• [Tasks for this exercise]:
(a) In the forum thread about the IH 1466, how many quadrant gears does the 14 series have?
(b) Using the forum thread about the IH 1466, explain why the first poster considers the 1466 a suitable replacement for the 1586.
(c) From the forum thread about the IH 1466, extract the passage that begins at the words "## Bgriffin856 (Nov" and ends after the words "a planetary final.".

# IH 1466



## IH 1586 (Oct 16, 2014)

https://hibid.com/catalog/245295/freeman-auction--tractors-and-farm-equipment-/

Considering going to look at the IH 1466 Saturday if the bid hasn't reached my limit. It would be a replacement for the 1586 I currently have capable of doing everything the 1586 can and so much more.

Any advise what to pay close attention to on my inspection? Have gauges can plug into SCV but have not come across any specs for those values yet.

Any members have knowledge of this particular auction?

Thank you


----------



## Ox76 (Oct 22, 2018)

Around 2000 or 2200 on those.

Love the old red iron. Some of the very best ever. I'll have some again soon I hope. Went with Whites and got a bad taste in my mouth. After repairs they've been okay but I'm just kind of not at home in them like I am with the IHs.

Looking to trade a White 2-105 MFWD and a White 2-110 with loader for equivalent red machines!


----------



## Bgriffin856 (Nov 13, 2013)

Make sure it stays in reverse when backing up. I guess it can get expensive. Other than that nothing that I can think of


----------



## Gearclash (Nov 25, 2010)

Check for moisture in the crankcase (white scum on the plug of the dipstick). Cylinder liner O rings can leak, liners can pinhole if the coolant conditioner isn't maintained, oil cooler can leak. Oil cooler leak will usually put oil in the coolant as well. Check if the TA pulls good on both sides. It's preferable to do this with the oil hot. 14xx vs 15xx. The 14 has 4 quadrant gears to the 15s 3, and the 14 has a bull gear final reduction where the 15 has a planetary final.


----------



## PaMike (Dec 7, 2013)

Maybe I missed something...but why go from a 1586 to a 1466? Your 1586 is worn out? Or are you just talking about adding a tractor?


----------



## IH 1586 (Oct 16, 2014)

PaMike said:


> Maybe I missed something...but why go from a 1586 to a 1466? Your 1586 is worn out? Or are you just talking about adding a tractor?

• [Material]:
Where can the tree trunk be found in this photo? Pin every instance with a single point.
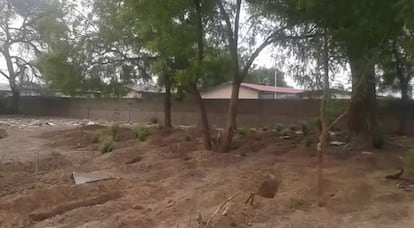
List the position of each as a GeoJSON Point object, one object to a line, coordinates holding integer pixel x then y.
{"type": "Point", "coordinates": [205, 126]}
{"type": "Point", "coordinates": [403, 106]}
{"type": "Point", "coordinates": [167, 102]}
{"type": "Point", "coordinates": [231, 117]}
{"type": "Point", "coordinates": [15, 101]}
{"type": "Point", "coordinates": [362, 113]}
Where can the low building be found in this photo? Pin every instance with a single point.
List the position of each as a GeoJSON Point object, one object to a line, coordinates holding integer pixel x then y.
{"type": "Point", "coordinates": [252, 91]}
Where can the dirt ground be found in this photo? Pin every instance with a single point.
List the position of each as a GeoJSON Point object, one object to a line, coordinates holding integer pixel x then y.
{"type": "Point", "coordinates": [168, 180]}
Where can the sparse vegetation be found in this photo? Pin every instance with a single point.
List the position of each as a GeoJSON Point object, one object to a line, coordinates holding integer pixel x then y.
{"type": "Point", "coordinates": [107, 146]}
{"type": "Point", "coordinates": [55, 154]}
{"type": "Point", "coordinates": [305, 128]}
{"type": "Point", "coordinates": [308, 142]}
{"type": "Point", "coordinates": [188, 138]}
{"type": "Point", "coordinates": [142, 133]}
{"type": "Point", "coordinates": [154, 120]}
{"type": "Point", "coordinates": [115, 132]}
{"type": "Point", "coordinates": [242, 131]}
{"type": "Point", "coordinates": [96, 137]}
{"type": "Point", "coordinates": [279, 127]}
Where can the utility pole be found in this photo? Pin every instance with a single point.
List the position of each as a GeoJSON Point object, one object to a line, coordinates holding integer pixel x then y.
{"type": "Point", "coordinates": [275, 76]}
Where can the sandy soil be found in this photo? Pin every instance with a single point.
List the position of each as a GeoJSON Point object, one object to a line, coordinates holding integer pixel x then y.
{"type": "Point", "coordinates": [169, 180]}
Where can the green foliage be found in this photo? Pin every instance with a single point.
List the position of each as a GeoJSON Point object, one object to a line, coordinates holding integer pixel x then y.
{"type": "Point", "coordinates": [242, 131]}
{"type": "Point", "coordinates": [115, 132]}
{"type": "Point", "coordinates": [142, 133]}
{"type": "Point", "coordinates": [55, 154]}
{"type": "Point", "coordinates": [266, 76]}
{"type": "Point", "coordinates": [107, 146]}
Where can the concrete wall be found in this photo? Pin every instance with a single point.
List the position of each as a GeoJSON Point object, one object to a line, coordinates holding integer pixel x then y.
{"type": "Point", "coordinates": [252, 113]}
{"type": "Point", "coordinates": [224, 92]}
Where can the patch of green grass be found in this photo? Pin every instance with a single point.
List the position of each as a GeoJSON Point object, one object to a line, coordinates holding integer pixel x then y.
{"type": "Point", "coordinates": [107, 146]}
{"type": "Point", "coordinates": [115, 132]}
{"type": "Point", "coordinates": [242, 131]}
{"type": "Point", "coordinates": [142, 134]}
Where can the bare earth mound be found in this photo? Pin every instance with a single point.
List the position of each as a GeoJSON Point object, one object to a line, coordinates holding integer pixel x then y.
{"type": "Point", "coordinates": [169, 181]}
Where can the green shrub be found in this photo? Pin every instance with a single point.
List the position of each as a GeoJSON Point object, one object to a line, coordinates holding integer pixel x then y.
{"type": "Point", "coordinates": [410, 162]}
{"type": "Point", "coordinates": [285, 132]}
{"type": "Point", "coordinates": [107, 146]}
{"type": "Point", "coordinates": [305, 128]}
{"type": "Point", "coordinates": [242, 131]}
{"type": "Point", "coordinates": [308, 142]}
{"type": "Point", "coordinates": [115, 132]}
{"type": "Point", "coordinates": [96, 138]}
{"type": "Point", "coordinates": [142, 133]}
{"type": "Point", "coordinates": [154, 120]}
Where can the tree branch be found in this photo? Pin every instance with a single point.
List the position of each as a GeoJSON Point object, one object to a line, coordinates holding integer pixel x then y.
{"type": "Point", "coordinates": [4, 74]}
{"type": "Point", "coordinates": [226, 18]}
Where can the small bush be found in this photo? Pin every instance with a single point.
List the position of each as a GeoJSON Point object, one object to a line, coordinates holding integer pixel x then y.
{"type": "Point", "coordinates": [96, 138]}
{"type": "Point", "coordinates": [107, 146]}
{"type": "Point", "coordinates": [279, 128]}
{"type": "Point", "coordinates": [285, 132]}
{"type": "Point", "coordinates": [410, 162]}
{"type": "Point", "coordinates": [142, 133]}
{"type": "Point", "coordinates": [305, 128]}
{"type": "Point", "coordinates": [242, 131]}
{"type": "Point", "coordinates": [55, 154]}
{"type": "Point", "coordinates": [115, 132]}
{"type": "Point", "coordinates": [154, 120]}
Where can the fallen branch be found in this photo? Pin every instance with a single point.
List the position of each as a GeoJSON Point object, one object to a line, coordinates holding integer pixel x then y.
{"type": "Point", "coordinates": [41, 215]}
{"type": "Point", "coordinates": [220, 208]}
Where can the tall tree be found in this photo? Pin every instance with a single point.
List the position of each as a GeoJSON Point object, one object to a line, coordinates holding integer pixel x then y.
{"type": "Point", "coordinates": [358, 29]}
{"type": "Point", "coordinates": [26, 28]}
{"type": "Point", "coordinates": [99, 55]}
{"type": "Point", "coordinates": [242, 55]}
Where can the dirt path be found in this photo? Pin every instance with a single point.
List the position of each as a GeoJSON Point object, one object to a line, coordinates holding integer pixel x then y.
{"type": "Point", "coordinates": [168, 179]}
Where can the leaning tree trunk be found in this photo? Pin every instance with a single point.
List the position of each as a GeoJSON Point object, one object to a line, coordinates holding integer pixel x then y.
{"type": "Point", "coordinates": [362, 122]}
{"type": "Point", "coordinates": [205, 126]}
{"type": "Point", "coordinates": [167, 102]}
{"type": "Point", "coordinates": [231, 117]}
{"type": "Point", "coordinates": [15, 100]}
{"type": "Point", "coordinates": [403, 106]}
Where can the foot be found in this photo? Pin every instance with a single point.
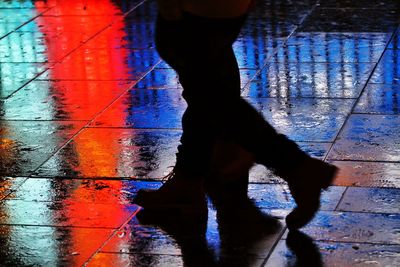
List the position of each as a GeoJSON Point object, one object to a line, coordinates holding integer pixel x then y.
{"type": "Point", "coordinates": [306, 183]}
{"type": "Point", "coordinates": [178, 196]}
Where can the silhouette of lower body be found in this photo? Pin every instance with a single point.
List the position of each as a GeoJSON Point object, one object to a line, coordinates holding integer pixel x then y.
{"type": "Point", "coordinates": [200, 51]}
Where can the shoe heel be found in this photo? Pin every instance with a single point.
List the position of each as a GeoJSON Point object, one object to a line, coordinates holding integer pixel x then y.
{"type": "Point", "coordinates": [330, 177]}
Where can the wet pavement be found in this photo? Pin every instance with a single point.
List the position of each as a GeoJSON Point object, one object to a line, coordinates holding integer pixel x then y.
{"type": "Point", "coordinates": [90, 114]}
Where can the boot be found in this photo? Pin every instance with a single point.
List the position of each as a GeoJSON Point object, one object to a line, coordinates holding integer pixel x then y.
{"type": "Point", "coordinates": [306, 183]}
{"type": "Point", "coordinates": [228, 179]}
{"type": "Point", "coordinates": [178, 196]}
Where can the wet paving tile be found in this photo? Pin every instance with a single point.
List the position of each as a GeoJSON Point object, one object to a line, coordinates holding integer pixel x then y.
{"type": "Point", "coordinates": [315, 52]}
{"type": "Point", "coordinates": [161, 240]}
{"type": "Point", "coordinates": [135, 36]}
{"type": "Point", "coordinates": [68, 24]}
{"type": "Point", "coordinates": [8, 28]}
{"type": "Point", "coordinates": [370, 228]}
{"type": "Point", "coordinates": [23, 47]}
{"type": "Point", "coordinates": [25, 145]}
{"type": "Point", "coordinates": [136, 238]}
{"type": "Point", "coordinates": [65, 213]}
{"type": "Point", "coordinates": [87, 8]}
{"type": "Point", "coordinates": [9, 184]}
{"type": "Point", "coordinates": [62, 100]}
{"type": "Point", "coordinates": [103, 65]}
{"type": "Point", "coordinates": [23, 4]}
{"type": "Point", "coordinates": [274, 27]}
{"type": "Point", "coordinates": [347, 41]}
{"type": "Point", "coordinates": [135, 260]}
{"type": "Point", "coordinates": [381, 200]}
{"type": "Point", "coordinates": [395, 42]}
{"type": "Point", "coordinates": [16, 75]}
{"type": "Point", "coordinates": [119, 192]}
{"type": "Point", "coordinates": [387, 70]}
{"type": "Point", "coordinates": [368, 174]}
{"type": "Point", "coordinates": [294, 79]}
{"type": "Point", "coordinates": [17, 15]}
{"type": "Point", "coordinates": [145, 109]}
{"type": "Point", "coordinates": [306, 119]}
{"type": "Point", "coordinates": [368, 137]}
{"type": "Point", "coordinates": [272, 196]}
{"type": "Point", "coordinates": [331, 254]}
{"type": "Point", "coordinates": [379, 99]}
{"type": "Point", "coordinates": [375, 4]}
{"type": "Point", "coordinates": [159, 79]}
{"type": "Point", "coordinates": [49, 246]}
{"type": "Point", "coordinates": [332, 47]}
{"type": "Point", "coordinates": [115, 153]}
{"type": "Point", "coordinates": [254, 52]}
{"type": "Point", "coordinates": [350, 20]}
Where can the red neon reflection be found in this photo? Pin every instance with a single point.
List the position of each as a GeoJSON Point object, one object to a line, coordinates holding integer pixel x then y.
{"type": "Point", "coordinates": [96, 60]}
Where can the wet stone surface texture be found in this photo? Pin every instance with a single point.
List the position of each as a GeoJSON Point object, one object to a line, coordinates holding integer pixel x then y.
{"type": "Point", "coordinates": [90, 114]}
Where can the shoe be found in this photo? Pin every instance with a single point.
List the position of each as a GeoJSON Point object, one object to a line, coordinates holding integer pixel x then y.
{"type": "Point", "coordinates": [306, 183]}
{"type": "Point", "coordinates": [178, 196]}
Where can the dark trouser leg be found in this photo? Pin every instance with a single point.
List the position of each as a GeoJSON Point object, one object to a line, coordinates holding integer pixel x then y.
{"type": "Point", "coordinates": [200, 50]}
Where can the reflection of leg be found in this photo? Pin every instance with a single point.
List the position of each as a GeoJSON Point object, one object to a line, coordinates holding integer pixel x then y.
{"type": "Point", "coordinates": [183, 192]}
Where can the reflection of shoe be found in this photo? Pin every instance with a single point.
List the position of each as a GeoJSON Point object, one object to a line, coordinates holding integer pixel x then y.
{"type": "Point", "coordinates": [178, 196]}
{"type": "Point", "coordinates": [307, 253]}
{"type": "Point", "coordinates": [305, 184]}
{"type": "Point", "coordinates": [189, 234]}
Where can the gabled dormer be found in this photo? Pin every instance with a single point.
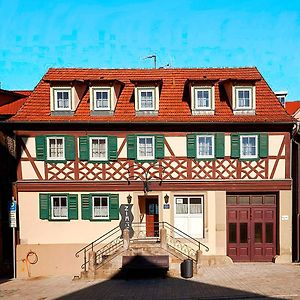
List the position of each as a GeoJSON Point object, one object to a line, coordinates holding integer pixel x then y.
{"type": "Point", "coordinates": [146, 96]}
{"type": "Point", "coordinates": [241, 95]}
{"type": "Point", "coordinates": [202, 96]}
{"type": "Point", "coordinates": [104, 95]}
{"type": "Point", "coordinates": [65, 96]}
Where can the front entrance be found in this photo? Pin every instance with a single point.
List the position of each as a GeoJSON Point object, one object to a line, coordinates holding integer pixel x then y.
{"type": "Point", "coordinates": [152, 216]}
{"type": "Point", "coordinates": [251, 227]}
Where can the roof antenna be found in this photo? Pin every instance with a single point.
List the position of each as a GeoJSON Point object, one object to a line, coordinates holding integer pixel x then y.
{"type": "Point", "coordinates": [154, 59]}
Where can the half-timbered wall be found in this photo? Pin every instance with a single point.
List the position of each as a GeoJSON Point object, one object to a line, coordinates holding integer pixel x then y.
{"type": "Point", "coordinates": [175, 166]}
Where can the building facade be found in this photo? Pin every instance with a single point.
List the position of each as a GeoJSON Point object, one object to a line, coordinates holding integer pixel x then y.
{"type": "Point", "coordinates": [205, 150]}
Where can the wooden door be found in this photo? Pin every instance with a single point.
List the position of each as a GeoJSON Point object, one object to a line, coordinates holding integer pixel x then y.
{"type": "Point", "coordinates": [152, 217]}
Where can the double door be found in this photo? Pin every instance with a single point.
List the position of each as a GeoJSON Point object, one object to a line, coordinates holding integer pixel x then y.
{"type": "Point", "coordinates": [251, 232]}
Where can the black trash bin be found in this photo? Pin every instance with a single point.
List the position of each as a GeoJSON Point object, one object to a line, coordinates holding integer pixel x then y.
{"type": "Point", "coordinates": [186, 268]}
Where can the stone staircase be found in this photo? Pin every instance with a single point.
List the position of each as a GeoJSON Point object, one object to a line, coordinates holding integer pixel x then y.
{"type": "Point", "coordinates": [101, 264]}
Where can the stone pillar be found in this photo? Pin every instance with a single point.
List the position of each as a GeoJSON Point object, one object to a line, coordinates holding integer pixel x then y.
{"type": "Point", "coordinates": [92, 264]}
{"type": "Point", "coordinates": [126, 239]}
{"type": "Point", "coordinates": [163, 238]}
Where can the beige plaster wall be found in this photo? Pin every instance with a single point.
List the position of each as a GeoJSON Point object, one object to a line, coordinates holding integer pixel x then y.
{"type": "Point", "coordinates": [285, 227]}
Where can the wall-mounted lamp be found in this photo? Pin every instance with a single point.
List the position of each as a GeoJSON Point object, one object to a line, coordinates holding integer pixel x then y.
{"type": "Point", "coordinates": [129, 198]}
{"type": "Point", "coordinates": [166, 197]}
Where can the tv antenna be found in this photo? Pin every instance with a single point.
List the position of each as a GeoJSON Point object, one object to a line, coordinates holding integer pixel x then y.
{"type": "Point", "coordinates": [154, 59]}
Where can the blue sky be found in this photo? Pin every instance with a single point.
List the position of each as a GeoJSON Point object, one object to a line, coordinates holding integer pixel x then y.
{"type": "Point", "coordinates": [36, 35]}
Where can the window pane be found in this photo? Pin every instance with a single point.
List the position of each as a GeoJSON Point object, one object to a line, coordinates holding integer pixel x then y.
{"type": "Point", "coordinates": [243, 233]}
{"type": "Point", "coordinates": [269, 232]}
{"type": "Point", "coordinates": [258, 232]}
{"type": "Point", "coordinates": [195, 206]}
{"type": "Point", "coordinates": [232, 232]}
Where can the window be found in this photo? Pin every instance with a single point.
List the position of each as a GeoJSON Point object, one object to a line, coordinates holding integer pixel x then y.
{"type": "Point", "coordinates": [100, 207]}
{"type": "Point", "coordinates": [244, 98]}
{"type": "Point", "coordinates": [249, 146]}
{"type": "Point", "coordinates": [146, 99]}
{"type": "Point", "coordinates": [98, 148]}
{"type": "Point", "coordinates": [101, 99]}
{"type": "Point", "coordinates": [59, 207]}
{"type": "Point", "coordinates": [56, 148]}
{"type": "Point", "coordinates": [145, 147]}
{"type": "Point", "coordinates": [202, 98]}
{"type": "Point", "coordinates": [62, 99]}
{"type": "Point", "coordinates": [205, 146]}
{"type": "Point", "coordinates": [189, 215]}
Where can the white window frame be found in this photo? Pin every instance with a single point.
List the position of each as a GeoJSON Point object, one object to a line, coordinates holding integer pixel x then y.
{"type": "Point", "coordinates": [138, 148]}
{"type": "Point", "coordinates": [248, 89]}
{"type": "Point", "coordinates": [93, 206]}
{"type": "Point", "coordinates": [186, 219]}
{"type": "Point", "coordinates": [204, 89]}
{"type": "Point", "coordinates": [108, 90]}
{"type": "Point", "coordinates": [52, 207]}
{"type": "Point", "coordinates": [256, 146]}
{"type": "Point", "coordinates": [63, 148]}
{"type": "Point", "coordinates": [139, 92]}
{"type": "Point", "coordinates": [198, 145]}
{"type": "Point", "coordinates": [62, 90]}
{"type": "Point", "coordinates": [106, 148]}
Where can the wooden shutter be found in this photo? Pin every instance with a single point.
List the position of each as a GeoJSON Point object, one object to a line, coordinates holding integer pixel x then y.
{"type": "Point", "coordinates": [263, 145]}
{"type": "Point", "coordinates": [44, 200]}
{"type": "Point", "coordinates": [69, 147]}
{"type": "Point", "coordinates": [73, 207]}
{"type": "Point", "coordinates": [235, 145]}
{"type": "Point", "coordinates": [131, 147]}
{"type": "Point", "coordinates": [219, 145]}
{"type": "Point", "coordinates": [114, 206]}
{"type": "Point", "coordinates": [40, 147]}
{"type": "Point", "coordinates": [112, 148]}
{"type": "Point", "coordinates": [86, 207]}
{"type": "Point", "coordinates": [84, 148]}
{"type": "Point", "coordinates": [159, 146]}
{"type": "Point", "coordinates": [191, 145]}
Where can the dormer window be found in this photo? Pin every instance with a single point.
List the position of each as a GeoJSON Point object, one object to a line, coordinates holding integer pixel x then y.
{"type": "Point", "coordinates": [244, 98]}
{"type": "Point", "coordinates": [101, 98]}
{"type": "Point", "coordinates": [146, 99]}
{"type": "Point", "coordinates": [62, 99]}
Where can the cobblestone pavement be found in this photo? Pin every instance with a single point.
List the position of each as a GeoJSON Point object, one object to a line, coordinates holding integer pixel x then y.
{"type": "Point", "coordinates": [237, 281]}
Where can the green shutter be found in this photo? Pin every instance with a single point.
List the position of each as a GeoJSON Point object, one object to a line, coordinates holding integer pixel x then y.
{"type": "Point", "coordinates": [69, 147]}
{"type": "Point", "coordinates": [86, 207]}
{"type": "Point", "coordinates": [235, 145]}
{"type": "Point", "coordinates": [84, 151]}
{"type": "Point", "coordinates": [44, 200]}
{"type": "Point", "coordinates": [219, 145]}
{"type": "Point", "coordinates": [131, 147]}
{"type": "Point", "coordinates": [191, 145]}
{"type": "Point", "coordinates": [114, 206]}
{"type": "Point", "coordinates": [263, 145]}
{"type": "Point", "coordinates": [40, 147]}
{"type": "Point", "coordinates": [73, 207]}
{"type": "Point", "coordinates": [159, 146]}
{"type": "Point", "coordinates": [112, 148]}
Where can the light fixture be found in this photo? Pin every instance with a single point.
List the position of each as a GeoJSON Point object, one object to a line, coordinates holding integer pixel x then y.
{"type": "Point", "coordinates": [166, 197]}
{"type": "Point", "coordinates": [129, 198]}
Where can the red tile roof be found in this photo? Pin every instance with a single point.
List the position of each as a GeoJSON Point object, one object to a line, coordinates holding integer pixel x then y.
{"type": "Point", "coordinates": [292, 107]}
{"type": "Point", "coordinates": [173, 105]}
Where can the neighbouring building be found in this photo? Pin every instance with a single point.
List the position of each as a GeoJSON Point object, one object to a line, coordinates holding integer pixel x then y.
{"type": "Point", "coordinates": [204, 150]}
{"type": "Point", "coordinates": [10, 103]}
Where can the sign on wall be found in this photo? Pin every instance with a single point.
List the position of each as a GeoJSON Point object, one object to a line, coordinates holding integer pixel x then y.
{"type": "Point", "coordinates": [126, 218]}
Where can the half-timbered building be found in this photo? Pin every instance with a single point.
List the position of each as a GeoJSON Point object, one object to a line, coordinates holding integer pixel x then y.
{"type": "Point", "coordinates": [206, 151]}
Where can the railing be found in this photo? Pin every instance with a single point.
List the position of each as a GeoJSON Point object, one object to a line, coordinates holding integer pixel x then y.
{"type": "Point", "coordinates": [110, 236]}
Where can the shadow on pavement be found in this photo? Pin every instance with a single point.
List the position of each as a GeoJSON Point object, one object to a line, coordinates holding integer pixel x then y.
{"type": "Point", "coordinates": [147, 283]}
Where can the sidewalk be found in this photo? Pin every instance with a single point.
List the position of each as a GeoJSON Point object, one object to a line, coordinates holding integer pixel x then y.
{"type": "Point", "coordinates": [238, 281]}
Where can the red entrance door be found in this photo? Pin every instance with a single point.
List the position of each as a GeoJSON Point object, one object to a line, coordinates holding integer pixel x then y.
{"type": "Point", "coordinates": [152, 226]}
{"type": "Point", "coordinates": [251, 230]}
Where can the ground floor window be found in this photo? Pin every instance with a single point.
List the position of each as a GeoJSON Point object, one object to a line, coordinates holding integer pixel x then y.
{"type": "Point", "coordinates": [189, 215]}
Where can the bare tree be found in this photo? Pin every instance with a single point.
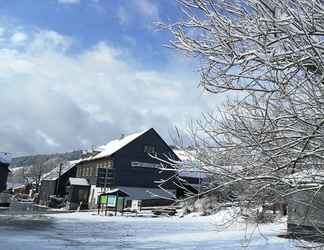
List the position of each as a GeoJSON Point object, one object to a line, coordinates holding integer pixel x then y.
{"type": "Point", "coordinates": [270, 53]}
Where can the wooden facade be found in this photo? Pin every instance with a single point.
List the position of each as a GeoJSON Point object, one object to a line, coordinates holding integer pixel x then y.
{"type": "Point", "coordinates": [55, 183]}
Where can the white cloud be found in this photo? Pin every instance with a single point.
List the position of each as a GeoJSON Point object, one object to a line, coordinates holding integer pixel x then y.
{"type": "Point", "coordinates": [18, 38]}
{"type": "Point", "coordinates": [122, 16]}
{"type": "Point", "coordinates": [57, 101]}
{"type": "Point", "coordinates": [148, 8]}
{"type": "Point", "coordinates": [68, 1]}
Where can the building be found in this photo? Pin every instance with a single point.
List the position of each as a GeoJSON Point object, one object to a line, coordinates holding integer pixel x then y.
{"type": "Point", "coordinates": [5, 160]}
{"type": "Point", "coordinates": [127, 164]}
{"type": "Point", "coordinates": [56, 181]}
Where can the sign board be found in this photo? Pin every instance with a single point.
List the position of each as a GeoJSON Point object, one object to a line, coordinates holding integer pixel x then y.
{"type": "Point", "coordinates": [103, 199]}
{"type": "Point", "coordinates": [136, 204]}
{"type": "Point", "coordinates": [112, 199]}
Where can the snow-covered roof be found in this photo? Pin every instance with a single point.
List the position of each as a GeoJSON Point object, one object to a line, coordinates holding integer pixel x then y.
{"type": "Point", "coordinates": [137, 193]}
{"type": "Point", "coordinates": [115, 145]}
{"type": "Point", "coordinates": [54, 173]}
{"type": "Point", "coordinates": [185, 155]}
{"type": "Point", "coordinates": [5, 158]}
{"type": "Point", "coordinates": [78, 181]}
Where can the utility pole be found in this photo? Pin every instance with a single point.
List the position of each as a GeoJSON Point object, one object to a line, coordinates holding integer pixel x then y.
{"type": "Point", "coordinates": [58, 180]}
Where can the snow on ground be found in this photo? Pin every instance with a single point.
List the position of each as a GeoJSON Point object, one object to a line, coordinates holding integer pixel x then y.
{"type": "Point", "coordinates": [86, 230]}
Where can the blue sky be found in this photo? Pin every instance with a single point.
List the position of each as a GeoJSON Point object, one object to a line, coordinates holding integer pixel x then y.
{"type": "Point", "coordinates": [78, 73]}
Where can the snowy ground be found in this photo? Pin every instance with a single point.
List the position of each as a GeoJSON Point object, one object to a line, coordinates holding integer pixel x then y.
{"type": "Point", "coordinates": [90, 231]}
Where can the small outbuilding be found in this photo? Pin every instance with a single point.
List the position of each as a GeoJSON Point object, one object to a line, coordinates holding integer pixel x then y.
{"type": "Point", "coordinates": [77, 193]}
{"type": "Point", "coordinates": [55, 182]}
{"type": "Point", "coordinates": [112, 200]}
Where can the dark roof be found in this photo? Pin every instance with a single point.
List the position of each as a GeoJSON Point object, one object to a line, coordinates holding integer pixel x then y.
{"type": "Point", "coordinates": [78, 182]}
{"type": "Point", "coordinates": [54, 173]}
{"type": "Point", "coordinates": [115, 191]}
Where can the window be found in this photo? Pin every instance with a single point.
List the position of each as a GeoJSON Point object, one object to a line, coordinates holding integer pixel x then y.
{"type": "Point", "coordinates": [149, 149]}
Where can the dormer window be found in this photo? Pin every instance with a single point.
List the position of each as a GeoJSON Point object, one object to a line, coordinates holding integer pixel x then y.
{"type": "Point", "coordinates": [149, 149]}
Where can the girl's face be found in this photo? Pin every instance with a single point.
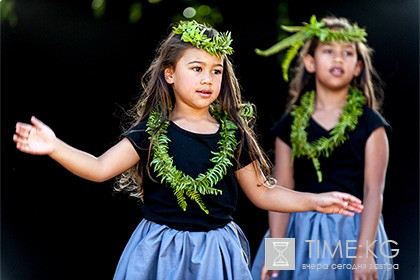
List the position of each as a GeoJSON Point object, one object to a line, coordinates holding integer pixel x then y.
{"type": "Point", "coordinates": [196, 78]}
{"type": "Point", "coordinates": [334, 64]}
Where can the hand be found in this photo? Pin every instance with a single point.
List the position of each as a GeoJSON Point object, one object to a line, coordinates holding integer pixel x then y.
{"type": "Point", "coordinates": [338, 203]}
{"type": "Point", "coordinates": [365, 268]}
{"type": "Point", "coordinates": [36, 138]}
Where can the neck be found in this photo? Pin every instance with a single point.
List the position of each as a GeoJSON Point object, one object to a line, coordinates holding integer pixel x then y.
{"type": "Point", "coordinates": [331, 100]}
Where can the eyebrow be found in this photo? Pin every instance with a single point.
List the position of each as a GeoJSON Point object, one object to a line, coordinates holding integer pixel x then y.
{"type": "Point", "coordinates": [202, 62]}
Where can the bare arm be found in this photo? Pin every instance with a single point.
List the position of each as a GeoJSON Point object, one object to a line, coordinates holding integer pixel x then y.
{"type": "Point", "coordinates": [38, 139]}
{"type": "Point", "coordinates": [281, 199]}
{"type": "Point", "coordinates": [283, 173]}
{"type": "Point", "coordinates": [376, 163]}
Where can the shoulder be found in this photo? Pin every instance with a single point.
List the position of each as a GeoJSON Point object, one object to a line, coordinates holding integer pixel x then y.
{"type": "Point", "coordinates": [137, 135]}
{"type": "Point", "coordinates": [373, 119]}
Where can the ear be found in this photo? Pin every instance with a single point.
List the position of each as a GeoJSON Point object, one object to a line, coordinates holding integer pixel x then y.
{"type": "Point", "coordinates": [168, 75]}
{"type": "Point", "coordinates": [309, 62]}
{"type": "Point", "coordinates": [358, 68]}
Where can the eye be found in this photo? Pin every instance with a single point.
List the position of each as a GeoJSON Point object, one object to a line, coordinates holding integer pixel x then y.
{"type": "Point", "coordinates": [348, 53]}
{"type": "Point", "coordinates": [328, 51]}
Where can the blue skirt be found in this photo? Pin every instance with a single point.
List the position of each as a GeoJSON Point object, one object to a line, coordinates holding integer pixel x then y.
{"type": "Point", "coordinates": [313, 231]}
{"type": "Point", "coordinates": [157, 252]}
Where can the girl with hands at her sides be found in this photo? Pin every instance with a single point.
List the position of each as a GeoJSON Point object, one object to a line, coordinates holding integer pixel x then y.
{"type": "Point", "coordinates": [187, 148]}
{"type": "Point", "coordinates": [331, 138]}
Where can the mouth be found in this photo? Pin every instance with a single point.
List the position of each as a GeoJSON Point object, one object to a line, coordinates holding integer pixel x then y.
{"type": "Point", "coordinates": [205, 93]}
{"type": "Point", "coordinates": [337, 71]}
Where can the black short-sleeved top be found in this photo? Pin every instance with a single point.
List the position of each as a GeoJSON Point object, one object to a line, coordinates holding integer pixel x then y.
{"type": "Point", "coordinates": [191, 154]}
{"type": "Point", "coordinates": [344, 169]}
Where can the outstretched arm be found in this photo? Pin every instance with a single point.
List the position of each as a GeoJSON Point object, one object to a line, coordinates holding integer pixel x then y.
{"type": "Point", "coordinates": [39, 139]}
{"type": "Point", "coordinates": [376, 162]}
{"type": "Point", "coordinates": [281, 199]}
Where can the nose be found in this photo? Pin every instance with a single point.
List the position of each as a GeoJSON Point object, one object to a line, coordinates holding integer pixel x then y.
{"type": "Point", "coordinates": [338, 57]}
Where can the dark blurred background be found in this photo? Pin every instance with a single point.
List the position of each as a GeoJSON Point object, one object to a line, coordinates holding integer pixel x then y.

• [Solved problems]:
(a) Four.

(b) The poster says the 1466 would be capable of doing everything the 1586 can do and much more.

(c)
## Bgriffin856 (Nov 13, 2013)

Make sure it stays in reverse when backing up. I guess it can get expensive. Other than that nothing that I can think of


----------



## Gearclash (Nov 25, 2010)

Check for moisture in the crankcase (white scum on the plug of the dipstick). Cylinder liner O rings can leak, liners can pinhole if the coolant conditioner isn't maintained, oil cooler can leak. Oil cooler leak will usually put oil in the coolant as well. Check if the TA pulls good on both sides. It's preferable to do this with the oil hot. 14xx vs 15xx. The 14 has 4 quadrant gears to the 15s 3, and the 14 has a bull gear final reduction where the 15 has a planetary final.